Friends walked to each others homes and played endlessly in backyards until lightning bugs came to join in the fun.

Long past bedtime, she and her friend next door would talk to each other out their bedroom windows.

On Christmas mornings the little girl’s father would make her and her brother and sisters wait at the top of the steps while he got his camera ready to take pictures of them coming down to witness the magic Santa brought that year.

It was the American dream.

Now take a moment to hold an image of that little girl in your head.

Be honest with yourself.

What color is her skin?

Slide the white circle below to find out.

A Magical Experience

When you talk to Shelley Stokes-Hammond you quickly realize her childhood was unique.

“We were fortunate to grow up in a community that worked hard to give us that experience,” she told News 5.

That community was the Ludlow neighborhood that straddles Cleveland and Shaker Heights. In 1956 someone planted a bomb in the garage of a black family building a house in Ludlow. It sparked an awakening, and the Ludlow Community embarked on a now famous experiment: diversity. It was an experiment forged in fire.

"Look, we want to have an integrated neighborhood, but it isn’t going to be this way unless we make it happen,” said Judge Dan Polster, United States District Judge for the Northern District of Ohio.

He grew up in Ludlow, too, and his family was there when the bombing happened. It inspired his parents to join in the founding of the Ludlow Community Association.

Shelley Stokes-Hammond & Dan Polster
Shelley Stokes-Hammond & Federal Judge Dan Polster grew up together in the Ludlow community

When black families started moving in and “the banks, the real estate companies drew a big red line around that neighborhood: no mortgages,” Polster explained, the LCA “showed homes… they pooled what little they had together to offer second mortgages,” to stop white flight from Ludlow.

= Description of the task =
Extend the piece above on the Ludlow neighborhood's integration effort, starting right after its final sentence.

= Data section =
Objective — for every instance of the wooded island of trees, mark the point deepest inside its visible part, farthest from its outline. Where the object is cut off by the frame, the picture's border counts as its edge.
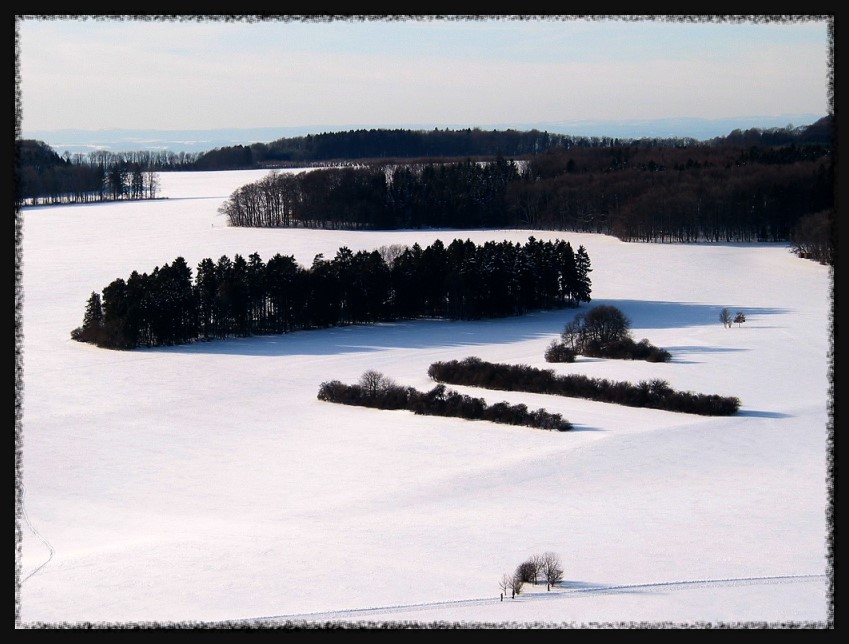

= Answer for the task =
Stokes-Hammond's parents also got involved in the LCA when they moved to Ludlow. The result, her mother told her, was nothing less than "magical."

They'd created an intentionally integrated neighborhood.

But their work isn’t done.

The Experiment Continues

Today the most popular program in Shaker Heights Schools is the Student Group on Race Relations, or SGORR. It’s taught to 4th, 6th and 8th graders by high school students.

“They are kind of led to look at bias, they’re led to look at diversity, they’re led to look at prejudice in different experiences,” Woodbury Elementary School math teacher Brittany Webb explained.

There are nearly 300 SGORR members.

Three times a year they go into elementary school classrooms to get kids comfortable with being uncomfortable.

SGORR Woodbury Elementary School
A SGORR session with 6th graders at Woodbury Elementary School

As a result, 6th graders like Kingston Oliver are sharing wisdom beyond their years. “We’re all people and we’re all from Earth so I think we all should be equal,” he told News 5.

6th grader Alexa Carpenter explained that she’s come to understand the beauty of our differences: “A lot of people have different things to bring to society; their culture, ideas. And when everybody’s ideas is combined it just really makes a good place.”

At the Core

These classroom sessions are painstakingly prepared.

During the school year a couple dozen SGORR core leaders meet every Sunday night in a classmate’s living room.

They talk about what makes them different, what makes them the same, and how to break it all down for kids at different grade levels.

“I was most impressionable when I was a kid,” core leader Aaliyah Williams said, “and I think I came to understand how important it is to like, engage children in issues like this.”

These are conversations that are as important as ever.

While Shaker Heights is still celebrated for its diversity, U.S. Census data shows the black population growing, and the white population shrinking.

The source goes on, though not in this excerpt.